Tareas requeridas
• 1. Responde estas preguntas con datos del pasaje sobre la calidad del aire:
(a) ¿Desde hace cuánto tiempo se ha vuelto cotidiana la historia que cuenta Celia?
(b) ¿Alrededor de qué lugar es riesgoso vivir y respirar?
(c) ¿Qué traen los elementos de protección civil?
• 2. Escribe la siguiente parte del pasaje sobre la calidad del aire a partir de donde termina.

Pasaje seleccionado
┌────────

Enseguida, como cada día, Celia monitorea la calidad del aire, o su malignidad, y nos cuenta la historia que se ha vuelto cotidiana desde hace ya cien días o un poco más: que las partículas de CO2 rebasan en tres, cuatro o cinco veces el máximo permitido por las normas internacionales, y sabremos nuevamente de los riesgos de estar viviendo y respirando alrededor de la ex mina de tezontle y a algunos kilómetros a la redonda; y damos fe, todos, en la privacidad de nuestros espacios, de que nos estamos acostumbrando a estos malos olores que enferman nuestro cuerpo y nuestro ánimo, del mismo modo en que nos acostumbramos a la violencia generalizada, a los policías de tránsito corruptos, a los políticos mayoritariamente nefastos, al burocratismo insufrible en la aplicación de la ley y, lo más triste, a la complicidad del silencio. Después, como consuelo débil, llegan algunos elementos de protección civil, traen pipas de agua, inundan con el sagrado líquido las oquedades por las que emerge el humo y mañana todos seguirá exactamente igual, porque es todo lo que saben hacer, por lo visto ningún especialista los ha convencido de que el oxígeno del agua sólo produce combustiones mayores en los lechos carbonizados y encendidos a muchos metros de la superficie. Por lo anterior, parece que ni la lluvia podrá ayudarnos gran cosa. Y como cada día, nos sentimos impotentes porque el aire sigue igual de sucio. Pero Celia se levantará al día siguiente con la misma encomienda, consciente de que hemos acudido a todas las instancias posibles y el papeleo ha sido cansado y no demasiado fructífero hasta ahora.

└────────

Ítems proporcionados
┌────────

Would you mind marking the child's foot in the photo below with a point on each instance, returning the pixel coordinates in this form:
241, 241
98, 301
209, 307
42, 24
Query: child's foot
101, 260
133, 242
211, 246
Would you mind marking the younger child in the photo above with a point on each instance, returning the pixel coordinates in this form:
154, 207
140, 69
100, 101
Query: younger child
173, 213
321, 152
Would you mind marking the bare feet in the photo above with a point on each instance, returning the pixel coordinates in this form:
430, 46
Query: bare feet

└────────

Respuestas por tarea
• 1.
(a) Desde hace cien días o un poco más.
(b) Alrededor de la ex mina de tezontle y a algunos kilómetros a la redonda.
(c) Pipas de agua.

• 2.
Me gusta imaginar a Celia con alas en su espalda. La veo lanzarse sobre el enorme socavón y volar encima de él, recorrerlo todo esparciendo polvos necesarios sobre los respiraderos del diablo y regalarnos el placer de abrir por completo nuestras ventanas para inhalar profundo a las seis de la mañana, al mediodía, en las horas del ocaso o justo antes de dormir. Sé que lo haría, si fuera un ángel y otros más la ayudaran, alados o no. Gracias a esa magia volveríamos a creer, aunque a tientas, no en la buena voluntad de los funcionarios públicos, porque esa es inmanente a su cargo, sino en su capacidad de enfrentar sin distingos las problemáticas de su comunidad y resolverlas; a confiar en la escuálida responsabilidad de los dueños de esos terrenos depredados por el afán del dinero y verlos enfrentar las consecuencias de sus yerros; podríamos mirar de frente a un alcalde dispuesto a darnos la cara ante esta tragedia ecológica, aunque esto último parece impensable, pues tiene su mira puesta en sus ambiciones políticas, en ninguna otra dirección.

Celia podría llamarse también Silvia o Leticia. Cambiando el género, podría convertirla en Miguel Ángel, Raúl, Fernando o Servando ―aún hay muchos nombres femeninos y masculinos que merecerían mención―. Sin embargo, Celia es la chispa encendida desde mucho antes del primero de abril, fecha que es punto de llegada y de partida.

Todas las pesadillas dejan de serlo al despertar. Esta no. Cada amanecer, Celia nos ofrece constancia de que ahí sigue. Pero este dinosaurio debe fenecer algún día, aunque nazcan otros en alguna parte para dar constancia de la sentencia eterna del implacable Monterroso.

Infinitas gracias, Celia.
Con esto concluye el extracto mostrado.